### Source material

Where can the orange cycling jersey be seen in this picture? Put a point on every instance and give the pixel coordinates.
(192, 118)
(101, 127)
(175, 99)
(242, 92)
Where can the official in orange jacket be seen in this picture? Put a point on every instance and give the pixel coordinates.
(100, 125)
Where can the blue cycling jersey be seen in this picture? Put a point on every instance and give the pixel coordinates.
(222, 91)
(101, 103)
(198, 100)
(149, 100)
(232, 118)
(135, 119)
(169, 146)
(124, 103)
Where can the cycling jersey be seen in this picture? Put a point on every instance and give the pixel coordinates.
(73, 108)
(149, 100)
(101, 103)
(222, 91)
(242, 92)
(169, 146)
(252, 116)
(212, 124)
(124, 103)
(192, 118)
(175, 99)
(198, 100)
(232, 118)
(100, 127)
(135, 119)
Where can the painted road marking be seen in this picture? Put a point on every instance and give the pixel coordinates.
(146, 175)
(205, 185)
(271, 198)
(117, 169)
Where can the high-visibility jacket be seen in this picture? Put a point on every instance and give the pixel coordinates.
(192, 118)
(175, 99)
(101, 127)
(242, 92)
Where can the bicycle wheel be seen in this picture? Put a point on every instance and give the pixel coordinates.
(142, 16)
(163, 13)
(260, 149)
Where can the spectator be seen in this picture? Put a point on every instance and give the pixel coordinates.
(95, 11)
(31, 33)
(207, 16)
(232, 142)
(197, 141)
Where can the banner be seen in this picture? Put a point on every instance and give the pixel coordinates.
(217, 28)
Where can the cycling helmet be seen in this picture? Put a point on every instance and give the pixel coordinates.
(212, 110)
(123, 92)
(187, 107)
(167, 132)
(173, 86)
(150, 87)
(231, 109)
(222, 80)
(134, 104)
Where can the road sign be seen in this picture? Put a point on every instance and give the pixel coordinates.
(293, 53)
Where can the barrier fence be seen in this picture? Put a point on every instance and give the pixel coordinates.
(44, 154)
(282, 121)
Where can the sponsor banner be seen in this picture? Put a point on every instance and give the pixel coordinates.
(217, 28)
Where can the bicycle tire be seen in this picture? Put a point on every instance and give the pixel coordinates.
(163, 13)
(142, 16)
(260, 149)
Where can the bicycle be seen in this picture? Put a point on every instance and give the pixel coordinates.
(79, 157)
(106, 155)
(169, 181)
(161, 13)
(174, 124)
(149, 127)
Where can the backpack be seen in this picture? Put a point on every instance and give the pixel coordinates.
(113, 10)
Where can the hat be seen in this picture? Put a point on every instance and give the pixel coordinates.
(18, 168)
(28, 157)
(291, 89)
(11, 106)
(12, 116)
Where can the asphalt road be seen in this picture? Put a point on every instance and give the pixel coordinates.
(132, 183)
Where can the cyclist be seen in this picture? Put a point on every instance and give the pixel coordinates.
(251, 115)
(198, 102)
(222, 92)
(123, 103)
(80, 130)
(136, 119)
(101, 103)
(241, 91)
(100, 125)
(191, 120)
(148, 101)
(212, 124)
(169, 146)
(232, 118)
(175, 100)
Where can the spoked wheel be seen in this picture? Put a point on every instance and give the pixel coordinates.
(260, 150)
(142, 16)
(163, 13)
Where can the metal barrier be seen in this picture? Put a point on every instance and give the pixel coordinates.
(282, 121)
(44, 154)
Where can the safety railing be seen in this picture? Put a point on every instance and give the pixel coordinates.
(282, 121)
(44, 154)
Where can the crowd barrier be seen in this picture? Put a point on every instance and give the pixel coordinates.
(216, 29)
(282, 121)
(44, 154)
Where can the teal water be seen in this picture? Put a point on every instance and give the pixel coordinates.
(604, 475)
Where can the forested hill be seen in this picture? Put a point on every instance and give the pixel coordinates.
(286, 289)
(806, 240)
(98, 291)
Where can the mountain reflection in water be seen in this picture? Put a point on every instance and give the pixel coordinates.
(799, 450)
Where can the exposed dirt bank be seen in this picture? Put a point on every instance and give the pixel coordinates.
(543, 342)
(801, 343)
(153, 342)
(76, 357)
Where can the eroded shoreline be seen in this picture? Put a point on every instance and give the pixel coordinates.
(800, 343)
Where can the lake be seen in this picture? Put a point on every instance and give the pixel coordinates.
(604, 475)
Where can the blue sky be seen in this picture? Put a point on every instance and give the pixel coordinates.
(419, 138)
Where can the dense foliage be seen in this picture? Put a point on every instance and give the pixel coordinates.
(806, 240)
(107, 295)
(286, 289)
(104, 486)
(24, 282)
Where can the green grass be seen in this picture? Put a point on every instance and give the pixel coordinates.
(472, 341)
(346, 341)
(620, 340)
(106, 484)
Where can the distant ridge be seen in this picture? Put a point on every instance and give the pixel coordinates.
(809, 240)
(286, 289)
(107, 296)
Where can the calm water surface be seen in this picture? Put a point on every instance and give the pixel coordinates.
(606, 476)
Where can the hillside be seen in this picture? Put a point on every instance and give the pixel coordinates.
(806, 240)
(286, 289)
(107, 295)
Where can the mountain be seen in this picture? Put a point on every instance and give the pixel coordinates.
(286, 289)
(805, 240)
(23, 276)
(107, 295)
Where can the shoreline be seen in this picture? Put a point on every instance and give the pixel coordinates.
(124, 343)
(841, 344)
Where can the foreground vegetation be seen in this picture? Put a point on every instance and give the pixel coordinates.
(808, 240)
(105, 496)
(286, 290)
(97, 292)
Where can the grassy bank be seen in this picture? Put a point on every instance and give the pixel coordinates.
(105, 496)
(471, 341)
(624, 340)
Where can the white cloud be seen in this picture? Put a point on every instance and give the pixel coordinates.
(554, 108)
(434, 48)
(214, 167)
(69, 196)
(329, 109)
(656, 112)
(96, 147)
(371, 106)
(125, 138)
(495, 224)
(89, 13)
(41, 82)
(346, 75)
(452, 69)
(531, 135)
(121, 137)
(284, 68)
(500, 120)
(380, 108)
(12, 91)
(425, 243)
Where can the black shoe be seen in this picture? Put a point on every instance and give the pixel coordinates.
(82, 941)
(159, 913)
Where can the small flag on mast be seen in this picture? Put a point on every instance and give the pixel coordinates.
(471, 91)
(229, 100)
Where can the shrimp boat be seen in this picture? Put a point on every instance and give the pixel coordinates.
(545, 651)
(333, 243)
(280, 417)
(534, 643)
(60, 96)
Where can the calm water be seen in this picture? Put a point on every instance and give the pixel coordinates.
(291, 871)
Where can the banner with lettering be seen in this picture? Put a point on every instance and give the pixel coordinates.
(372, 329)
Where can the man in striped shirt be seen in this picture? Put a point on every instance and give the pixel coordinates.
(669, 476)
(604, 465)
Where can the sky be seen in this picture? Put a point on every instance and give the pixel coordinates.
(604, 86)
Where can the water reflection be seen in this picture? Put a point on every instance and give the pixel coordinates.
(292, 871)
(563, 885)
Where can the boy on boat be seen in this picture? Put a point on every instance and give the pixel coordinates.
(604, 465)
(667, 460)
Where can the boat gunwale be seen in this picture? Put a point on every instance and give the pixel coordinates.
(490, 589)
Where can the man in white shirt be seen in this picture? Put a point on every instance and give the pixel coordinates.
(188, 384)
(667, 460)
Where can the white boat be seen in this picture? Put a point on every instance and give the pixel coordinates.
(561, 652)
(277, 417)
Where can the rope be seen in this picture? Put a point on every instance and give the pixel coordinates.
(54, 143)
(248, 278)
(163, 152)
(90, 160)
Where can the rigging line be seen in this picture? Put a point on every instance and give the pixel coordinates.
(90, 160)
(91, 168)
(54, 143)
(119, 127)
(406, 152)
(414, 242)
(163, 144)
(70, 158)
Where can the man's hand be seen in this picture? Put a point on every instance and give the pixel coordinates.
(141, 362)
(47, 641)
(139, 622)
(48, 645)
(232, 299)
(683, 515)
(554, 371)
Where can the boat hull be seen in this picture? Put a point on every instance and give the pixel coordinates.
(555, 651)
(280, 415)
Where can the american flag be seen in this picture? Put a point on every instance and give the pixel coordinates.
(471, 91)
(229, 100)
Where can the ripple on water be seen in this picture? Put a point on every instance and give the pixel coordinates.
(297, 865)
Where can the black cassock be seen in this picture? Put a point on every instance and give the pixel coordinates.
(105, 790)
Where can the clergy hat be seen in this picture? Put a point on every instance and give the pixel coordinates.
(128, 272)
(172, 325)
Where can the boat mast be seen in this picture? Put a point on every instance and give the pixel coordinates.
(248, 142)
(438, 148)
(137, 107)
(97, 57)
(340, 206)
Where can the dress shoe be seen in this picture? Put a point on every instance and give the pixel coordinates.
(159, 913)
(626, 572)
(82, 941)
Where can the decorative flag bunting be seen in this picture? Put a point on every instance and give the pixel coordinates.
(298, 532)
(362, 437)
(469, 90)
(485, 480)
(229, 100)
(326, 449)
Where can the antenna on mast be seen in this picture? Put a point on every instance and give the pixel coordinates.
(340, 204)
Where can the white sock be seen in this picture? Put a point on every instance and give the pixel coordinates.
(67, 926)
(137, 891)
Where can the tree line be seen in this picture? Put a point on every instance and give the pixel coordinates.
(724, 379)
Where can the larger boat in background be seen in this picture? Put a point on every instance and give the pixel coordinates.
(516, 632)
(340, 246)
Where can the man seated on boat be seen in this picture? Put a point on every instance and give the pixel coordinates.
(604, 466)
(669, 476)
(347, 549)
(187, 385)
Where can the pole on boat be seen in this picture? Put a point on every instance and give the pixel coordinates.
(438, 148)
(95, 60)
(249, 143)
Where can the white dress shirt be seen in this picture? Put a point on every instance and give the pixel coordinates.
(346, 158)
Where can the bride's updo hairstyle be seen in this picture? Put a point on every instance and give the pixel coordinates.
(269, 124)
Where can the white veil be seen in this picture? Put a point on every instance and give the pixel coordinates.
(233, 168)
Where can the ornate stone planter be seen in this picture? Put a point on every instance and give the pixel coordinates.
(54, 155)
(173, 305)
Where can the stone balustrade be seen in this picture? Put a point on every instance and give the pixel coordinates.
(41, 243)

######

Give back, unchanged, every line from the one with "Where can the larger" to the end of the entries above.

Written response =
Where can the larger boat in background be seen in this picture? Put a point on every instance and give the pixel coordinates.
(516, 632)
(340, 246)
Where can the man seated on boat be seen in this picture? Put a point on every instance and give the pixel coordinates.
(604, 466)
(669, 476)
(347, 549)
(187, 385)
Where can the pole on boat be seen in this picture? Put a point on every instance and give the pixel coordinates.
(438, 148)
(95, 60)
(249, 143)
Where can the white dress shirt be seen in this picture? Put a point on every instance and give the pixel coordinates.
(346, 158)
Where can the bride's updo hairstyle be seen in this picture? Put a point on every instance and give the pixel coordinates.
(269, 124)
Where can the white veil be seen in this picture? Put a point on every instance and give the pixel coordinates.
(233, 168)
Where can the ornate stone planter be seen in this picture? Put a point on every instance and give the pixel coordinates.
(54, 155)
(173, 305)
Where can the stone balustrade be seen in this picture? Put a point on every instance and give the pixel coordinates.
(41, 243)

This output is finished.